### What you should do
Transcribe exactly the line that contains "of the smiling" and each line that comes after it in the material, the last line included, and nothing more.
════════════════════
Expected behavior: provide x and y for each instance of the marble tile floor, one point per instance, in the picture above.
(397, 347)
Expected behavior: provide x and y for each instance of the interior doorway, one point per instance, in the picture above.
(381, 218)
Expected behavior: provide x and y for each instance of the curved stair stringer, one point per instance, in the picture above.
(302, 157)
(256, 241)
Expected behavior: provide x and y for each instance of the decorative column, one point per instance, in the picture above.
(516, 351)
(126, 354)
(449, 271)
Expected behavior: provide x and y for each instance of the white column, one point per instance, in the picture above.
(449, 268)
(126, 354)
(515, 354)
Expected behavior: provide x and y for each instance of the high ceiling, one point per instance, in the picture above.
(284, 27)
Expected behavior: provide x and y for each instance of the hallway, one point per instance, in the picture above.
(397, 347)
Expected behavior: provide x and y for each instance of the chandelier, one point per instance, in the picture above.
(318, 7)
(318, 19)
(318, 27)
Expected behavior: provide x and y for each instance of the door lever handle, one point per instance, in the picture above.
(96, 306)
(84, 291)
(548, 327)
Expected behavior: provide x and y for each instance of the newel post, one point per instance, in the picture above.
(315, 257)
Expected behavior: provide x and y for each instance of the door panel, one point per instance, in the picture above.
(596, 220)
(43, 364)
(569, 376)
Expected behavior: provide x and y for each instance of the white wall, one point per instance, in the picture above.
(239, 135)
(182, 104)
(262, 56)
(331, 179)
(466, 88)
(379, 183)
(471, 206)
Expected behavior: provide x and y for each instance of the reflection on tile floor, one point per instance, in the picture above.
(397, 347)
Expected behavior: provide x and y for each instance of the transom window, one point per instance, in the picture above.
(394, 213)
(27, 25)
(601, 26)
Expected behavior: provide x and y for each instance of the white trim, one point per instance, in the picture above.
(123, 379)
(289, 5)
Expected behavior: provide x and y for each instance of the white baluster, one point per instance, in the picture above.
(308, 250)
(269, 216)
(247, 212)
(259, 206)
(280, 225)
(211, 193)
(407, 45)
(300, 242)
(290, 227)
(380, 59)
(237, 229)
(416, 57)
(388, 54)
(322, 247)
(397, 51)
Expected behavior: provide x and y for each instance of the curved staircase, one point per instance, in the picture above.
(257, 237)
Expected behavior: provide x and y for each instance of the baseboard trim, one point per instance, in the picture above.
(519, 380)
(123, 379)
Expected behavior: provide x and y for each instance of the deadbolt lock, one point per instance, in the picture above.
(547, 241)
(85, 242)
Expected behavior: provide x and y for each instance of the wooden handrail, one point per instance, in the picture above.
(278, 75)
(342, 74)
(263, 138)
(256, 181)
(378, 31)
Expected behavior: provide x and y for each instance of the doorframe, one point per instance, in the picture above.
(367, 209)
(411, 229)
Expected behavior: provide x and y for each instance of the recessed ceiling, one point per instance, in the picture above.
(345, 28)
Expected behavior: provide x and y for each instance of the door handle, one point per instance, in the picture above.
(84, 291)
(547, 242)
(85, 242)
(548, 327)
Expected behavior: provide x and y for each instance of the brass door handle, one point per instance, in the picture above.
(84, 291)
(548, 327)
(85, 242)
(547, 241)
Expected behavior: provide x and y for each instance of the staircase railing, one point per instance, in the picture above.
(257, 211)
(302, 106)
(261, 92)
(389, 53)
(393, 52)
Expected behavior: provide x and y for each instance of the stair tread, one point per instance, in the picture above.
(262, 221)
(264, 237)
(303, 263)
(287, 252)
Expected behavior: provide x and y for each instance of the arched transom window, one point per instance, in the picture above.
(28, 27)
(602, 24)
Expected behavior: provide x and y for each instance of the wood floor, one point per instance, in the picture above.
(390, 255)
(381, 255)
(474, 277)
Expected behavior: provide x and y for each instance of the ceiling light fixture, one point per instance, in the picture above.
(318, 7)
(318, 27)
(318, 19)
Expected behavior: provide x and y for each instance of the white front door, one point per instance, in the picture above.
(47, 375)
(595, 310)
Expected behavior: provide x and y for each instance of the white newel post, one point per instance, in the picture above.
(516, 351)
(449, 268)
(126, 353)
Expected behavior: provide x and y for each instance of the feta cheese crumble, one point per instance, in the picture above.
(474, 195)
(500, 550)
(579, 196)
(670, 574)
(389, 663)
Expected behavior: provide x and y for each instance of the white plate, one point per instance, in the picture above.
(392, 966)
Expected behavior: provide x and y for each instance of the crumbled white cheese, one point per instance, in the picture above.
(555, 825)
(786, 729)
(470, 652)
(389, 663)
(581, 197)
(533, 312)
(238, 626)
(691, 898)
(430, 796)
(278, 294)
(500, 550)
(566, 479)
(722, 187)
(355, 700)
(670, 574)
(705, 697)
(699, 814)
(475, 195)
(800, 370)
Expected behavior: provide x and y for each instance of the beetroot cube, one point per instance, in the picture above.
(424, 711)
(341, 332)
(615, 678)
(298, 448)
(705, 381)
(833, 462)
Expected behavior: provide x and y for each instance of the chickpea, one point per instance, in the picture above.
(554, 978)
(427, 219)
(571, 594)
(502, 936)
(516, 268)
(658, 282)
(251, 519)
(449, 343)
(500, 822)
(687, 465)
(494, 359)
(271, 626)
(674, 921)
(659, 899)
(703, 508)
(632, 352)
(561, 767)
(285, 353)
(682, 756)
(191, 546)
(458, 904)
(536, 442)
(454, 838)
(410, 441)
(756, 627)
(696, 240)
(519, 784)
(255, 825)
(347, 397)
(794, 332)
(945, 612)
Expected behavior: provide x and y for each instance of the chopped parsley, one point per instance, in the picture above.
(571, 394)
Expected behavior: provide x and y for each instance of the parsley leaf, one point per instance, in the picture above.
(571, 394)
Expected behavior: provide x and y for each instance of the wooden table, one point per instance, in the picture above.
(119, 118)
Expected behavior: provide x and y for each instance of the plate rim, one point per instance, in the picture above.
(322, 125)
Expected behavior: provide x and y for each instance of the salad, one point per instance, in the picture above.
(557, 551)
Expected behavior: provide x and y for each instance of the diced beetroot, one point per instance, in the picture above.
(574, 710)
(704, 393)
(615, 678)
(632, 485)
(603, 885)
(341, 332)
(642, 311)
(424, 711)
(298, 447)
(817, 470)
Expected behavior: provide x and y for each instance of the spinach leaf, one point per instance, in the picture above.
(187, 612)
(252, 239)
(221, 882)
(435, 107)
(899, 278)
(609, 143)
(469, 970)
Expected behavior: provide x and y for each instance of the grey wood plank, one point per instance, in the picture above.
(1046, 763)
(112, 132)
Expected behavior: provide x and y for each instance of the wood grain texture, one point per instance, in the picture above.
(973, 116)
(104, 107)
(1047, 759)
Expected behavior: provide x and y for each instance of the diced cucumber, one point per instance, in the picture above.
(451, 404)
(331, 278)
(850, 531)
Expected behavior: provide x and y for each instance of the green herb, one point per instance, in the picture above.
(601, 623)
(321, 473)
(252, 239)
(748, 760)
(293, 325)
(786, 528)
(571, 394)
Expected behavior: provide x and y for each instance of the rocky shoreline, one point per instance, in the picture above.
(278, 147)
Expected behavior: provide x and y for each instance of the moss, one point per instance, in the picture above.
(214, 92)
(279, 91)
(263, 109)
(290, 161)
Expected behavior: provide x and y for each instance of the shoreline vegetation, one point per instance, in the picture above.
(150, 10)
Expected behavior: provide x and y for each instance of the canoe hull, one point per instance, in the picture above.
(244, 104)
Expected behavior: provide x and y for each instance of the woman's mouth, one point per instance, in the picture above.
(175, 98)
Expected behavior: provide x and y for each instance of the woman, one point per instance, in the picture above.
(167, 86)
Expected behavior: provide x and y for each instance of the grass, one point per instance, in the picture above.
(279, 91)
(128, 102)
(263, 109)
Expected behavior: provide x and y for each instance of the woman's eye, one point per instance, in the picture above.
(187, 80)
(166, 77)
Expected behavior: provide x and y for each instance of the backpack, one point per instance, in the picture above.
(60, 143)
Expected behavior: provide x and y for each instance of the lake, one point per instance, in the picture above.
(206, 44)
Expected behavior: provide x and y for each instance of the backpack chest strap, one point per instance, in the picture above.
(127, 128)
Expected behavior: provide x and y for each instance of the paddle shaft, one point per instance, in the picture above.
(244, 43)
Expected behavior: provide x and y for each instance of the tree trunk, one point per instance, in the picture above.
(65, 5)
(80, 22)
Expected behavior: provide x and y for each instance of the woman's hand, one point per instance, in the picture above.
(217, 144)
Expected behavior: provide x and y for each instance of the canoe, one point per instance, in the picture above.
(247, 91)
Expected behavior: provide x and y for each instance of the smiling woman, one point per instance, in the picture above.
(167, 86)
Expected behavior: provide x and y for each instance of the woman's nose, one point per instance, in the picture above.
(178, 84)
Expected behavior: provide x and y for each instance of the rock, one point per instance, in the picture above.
════════════════════
### Expected output
Expected behavior: provide x and y for each instance of the smiling woman, one point per instance, in the picture above.
(167, 86)
Expected behavior: provide x and y for each instance of the woman's nose, one point per instance, in the picture above.
(178, 84)
Expected behavior: provide x and y for each instance of the rock, one point per instance, in the picture above.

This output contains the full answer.